* What you will do *
Report each line of the material below that contains the string "abdomen", copying every such line in full. Only case-sensitive matches count.

________________________________________

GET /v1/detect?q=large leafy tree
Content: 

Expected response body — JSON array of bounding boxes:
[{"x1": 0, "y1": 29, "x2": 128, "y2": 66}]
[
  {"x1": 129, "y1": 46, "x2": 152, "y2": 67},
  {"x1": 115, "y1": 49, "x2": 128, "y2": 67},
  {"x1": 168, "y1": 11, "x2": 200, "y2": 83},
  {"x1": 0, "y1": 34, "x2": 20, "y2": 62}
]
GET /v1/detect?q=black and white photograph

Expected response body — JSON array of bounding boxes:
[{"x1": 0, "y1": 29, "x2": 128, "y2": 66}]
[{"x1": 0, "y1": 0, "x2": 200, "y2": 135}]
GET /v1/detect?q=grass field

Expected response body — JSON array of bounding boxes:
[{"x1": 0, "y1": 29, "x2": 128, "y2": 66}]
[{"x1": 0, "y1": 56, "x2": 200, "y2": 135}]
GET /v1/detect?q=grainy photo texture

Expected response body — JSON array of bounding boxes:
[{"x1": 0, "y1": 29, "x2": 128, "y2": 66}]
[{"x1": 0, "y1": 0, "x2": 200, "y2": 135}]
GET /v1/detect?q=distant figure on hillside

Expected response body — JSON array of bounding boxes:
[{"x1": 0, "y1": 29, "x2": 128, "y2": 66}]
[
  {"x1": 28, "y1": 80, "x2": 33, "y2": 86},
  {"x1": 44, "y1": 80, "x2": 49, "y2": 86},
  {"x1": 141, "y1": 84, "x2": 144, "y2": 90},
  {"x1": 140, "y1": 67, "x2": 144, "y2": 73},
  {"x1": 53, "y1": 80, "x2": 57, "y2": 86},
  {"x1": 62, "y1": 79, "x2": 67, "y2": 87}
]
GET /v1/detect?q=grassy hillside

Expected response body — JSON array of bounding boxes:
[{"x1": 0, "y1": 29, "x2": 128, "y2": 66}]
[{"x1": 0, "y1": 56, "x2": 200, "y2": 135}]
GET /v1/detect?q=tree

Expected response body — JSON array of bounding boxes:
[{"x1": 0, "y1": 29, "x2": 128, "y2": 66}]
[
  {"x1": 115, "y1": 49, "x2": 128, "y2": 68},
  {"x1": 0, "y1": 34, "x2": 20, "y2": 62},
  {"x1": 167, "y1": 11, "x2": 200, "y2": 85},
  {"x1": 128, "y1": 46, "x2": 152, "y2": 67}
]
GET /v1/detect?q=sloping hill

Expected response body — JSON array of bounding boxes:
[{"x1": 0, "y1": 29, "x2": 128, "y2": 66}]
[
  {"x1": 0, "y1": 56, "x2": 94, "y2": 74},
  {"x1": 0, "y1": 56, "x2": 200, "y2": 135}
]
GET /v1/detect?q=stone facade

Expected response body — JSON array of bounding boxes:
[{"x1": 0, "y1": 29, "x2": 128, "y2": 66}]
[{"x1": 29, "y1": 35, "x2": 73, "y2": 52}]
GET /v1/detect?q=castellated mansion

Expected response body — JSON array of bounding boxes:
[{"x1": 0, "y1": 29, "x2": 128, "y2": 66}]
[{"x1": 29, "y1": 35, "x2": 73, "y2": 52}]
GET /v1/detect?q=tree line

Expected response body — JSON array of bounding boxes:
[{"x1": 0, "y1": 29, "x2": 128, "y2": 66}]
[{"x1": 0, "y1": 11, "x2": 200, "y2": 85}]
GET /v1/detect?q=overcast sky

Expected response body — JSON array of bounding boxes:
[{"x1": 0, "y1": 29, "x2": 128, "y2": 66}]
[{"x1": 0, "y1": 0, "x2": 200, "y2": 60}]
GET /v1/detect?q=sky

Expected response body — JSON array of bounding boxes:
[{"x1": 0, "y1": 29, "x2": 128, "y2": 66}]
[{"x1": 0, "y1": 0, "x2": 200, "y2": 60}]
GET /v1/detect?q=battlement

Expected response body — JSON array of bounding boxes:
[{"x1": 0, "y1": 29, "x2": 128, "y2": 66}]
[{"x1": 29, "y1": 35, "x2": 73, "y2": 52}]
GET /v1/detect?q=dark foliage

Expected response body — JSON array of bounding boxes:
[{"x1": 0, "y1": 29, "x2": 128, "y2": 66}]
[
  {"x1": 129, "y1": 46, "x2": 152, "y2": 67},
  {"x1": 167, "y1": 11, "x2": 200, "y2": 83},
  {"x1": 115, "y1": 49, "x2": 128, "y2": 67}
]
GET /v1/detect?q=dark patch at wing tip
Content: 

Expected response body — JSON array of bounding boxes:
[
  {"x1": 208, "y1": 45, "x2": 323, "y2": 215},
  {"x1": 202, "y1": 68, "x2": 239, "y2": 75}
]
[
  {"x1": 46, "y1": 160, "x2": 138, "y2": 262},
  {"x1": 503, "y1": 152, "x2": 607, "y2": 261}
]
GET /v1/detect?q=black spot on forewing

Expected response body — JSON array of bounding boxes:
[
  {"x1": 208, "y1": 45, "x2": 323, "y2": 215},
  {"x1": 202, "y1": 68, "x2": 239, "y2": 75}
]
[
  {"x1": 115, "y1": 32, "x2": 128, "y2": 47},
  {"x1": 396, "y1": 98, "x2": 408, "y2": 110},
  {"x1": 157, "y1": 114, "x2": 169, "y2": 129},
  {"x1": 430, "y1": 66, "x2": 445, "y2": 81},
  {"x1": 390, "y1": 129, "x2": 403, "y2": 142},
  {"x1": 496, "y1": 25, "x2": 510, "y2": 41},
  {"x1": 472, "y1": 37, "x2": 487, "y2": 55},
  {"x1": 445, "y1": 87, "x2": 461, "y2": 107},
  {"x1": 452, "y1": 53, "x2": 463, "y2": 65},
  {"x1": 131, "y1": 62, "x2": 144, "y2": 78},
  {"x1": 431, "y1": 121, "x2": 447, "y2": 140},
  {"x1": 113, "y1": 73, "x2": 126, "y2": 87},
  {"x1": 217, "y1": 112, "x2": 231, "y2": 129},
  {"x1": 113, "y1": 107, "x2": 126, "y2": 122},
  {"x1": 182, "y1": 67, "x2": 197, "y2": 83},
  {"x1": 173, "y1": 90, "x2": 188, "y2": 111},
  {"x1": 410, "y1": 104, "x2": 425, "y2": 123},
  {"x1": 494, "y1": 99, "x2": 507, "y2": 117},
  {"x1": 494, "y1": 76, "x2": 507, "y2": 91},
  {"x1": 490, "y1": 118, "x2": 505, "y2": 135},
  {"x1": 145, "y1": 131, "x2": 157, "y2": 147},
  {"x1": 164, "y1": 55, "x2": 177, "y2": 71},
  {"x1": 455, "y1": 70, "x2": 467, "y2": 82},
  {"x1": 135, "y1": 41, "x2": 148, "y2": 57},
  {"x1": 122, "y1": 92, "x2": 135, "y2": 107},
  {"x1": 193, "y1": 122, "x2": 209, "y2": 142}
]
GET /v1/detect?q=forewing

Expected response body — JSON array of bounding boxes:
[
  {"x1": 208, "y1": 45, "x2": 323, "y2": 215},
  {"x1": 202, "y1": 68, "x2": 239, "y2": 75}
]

________________________________________

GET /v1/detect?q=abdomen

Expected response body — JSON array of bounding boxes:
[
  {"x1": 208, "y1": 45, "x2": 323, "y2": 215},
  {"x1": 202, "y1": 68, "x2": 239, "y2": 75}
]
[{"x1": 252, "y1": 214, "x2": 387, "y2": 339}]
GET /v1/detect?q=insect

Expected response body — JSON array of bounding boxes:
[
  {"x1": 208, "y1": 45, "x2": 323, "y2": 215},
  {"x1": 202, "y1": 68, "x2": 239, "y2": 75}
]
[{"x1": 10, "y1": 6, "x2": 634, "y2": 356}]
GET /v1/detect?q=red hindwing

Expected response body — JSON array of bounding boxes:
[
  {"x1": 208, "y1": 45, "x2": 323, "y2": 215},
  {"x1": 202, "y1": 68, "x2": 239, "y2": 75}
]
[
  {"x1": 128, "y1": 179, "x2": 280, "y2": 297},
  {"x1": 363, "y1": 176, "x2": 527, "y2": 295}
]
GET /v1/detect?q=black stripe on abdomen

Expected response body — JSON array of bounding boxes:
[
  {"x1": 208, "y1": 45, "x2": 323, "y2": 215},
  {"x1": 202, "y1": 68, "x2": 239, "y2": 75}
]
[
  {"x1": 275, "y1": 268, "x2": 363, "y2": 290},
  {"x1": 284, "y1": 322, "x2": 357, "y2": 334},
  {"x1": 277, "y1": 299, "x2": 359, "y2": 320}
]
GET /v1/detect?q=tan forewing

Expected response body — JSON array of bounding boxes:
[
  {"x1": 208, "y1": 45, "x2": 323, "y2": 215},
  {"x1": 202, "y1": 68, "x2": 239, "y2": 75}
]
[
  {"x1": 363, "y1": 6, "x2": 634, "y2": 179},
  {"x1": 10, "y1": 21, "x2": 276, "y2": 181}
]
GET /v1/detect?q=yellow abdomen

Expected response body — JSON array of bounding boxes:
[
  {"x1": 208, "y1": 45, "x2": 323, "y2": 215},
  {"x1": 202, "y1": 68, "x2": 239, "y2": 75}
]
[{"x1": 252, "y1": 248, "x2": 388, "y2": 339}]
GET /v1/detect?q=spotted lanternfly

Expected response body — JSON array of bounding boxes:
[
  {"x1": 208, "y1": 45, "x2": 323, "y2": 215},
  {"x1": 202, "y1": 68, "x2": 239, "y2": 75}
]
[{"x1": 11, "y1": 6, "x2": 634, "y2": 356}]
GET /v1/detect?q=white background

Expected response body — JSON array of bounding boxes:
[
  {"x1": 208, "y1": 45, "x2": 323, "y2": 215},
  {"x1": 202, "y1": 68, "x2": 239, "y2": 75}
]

________________________________________

* Output for this exercise *
GET /v1/detect?q=abdomen
GET /v1/detect?q=black stripe on abdomen
GET /v1/detect?q=yellow abdomen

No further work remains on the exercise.